Masuk Daftar
My Getplus

Beda Cara PSI dan Masjumi

Kisah persekutuan timpang partai-partai penyokong pemberontakan. Berujung dengan kegagalan.   

Oleh: Martin Sitompul | 12 Agt 2019
Soemitro (kiri berkacamata) bersama dengan tokoh Permesta, salah satunya Letkol Ventje Sumual di Sulawesi Utara, 1957. Sumber: Repro buku jejak "Perlawanan Begawan Pejuang: Sumitro Djojohadikusumo".

MASYUMI (Majelis Syuro Muslimin Indonesia) dan PSI (Partai Sosialis Indonesia) serupa tapi tidak sama. Keduanya adalah partai yang berada di belakang Pemerintahan Revolusioner Republik Indonesia (PRRI) melawan pemerintah pusat. Sama-sama menentang rezim Sukarno dan anti-PKI. Tetapi dalam menjalankan oposisinya, dua partai ini punya cara yang berbeda. Masyumi berjuang di dalam negeri yang pusatnya di Sumatera Barat sedangkan pentolan PSI bergerak di mancanegara.

## Data yang Diberikan
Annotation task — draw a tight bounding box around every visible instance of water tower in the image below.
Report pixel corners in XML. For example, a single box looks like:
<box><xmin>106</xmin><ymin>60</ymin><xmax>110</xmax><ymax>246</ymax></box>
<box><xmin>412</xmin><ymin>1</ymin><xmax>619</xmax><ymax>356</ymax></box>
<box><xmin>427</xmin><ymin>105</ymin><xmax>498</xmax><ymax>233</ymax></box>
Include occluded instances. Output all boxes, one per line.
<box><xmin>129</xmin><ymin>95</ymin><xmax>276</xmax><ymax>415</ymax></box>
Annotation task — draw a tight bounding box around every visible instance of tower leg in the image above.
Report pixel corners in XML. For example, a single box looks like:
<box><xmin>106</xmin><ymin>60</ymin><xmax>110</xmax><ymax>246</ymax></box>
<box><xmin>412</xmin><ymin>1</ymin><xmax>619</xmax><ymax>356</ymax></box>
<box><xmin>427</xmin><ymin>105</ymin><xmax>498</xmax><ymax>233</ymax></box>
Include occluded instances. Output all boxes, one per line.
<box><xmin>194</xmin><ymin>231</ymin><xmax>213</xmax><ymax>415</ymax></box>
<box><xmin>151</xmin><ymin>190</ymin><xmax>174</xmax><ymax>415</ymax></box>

## Hasil yang Diminta
Ulangi persis penggalan teks bacaan tentang PSI dan Masjumi, mulai dari "Masuk Daftar" hingga "bergerak di mancanegara.". Data di atas diambil dari sumber lain, bukan dari teks bacaan.

## Jawaban yang Diharapkan
Masuk Daftar
My Getplus

Beda Cara PSI dan Masjumi

Kisah persekutuan timpang partai-partai penyokong pemberontakan. Berujung dengan kegagalan.   

Oleh: Martin Sitompul | 12 Agt 2019
Soemitro (kiri berkacamata) bersama dengan tokoh Permesta, salah satunya Letkol Ventje Sumual di Sulawesi Utara, 1957. Sumber: Repro buku jejak "Perlawanan Begawan Pejuang: Sumitro Djojohadikusumo".

MASYUMI (Majelis Syuro Muslimin Indonesia) dan PSI (Partai Sosialis Indonesia) serupa tapi tidak sama. Keduanya adalah partai yang berada di belakang Pemerintahan Revolusioner Republik Indonesia (PRRI) melawan pemerintah pusat. Sama-sama menentang rezim Sukarno dan anti-PKI. Tetapi dalam menjalankan oposisinya, dua partai ini punya cara yang berbeda. Masyumi berjuang di dalam negeri yang pusatnya di Sumatera Barat sedangkan pentolan PSI bergerak di mancanegara.